-- WHAT TO DO --
Reproduce the material below verbatim, omitting the pictures from your reproduction.

-- DATA FOR THE TASK --
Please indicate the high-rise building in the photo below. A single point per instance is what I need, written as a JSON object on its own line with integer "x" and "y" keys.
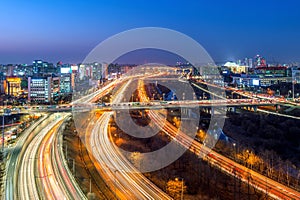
{"x": 65, "y": 83}
{"x": 39, "y": 89}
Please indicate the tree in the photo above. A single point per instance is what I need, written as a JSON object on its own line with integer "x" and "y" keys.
{"x": 175, "y": 188}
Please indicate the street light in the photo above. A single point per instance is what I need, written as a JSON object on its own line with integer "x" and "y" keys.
{"x": 177, "y": 179}
{"x": 234, "y": 146}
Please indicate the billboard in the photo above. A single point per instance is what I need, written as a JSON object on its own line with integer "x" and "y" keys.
{"x": 65, "y": 70}
{"x": 255, "y": 82}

-- THE RESULT --
Please indicate the high-rise building in the photo below. A single point per instance is what I need, written as a JSON object on its own line with integer "x" and "y" keys.
{"x": 65, "y": 83}
{"x": 39, "y": 89}
Please indicate the tree in the photo above. A single point per instance is what I need, written as a JSON object on its own line with integer "x" and "y" keys.
{"x": 175, "y": 188}
Please indicate the street light in the photo above. A single point per instance is what I need, written as a JSON object on its own line with integer "x" and "y" keys.
{"x": 177, "y": 179}
{"x": 234, "y": 146}
Please indicate the billboard in the photo above. A single point per instance is what I need, written as a JSON object on its own line with integer "x" and "y" keys.
{"x": 65, "y": 70}
{"x": 255, "y": 82}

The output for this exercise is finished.